*** Recorded data Section Begins ***
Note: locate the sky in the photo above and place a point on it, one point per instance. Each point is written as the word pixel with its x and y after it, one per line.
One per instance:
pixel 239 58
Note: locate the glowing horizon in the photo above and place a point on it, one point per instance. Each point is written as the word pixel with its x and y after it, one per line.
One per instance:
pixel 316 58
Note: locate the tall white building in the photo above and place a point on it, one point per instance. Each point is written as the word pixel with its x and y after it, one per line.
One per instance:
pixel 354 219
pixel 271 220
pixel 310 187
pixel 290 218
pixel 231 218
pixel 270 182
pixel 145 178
*** Recorded data Section Ends ***
*** Recorded data Section Begins ***
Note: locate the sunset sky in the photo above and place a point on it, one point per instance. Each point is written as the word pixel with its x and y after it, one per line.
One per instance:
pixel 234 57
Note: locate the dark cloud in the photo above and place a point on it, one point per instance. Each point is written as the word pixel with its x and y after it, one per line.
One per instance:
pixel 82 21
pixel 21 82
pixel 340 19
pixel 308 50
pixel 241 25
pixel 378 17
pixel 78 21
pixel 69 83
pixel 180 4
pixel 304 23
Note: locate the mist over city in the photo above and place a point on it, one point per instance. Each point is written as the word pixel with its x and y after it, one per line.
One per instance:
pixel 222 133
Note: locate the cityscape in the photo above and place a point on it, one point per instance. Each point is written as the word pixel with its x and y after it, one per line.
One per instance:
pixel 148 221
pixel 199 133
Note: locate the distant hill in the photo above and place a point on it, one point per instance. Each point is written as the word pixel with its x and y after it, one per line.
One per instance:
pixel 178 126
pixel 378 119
*** Recorded data Section Ends ***
*** Recorded data Section Begins ***
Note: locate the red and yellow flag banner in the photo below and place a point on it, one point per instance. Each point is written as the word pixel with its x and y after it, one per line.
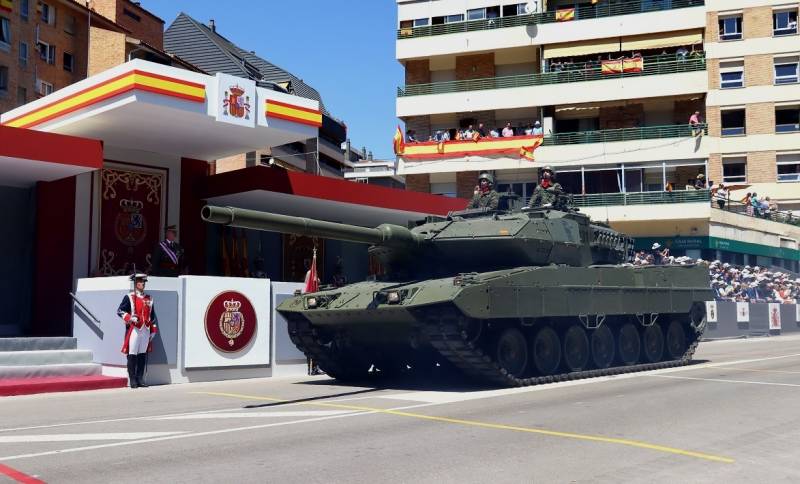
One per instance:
*** Recorded data Section Ends ***
- **Work required**
In the records above, find every line that contains the word "after" and copy it.

- **Solution below**
Note: locate the sky in the photo above and place a point on it, one point per instance. Each point is written as the word pixel with its x and y after it, one per line.
Note: locate the glowing horizon in the photo above and place a point on it, one point per instance. Each point is written as the word pixel with its x and y after it, one per line.
Note: locate the tall white building in the photo above and place a point on it, one point per instance. Each point is written as the word pixel with its x and y after it, one per line.
Note: locate the sunset sky in the photo above and place a point on it, one point per instance. Each point is written as the word pixel with its x and y after it, one per line.
Note: locate the dark cloud in the photo above and place a point on it, one point per instance. Each point is written as the word pixel with its x and y after it, one per line.
Note: locate the mist over city in the photo above and place a point on it, one point per instance. Each point is written as the word pixel with its x and y after it, one per line.
Note: locate the cityscape in the photo above and place a point on it, one point per instance. Each point is written as the word pixel with its x and y after it, one per line.
Note: locate the distant hill in the photo above and place a point on it, one point per instance. Each point is written as the word pixel with its x and y after it, one per line.
Note: locate the red and yellow flag banner in the photo below and place a point on it, one point per instance. Each point is written as the word pixel with its x and y after it, one per line.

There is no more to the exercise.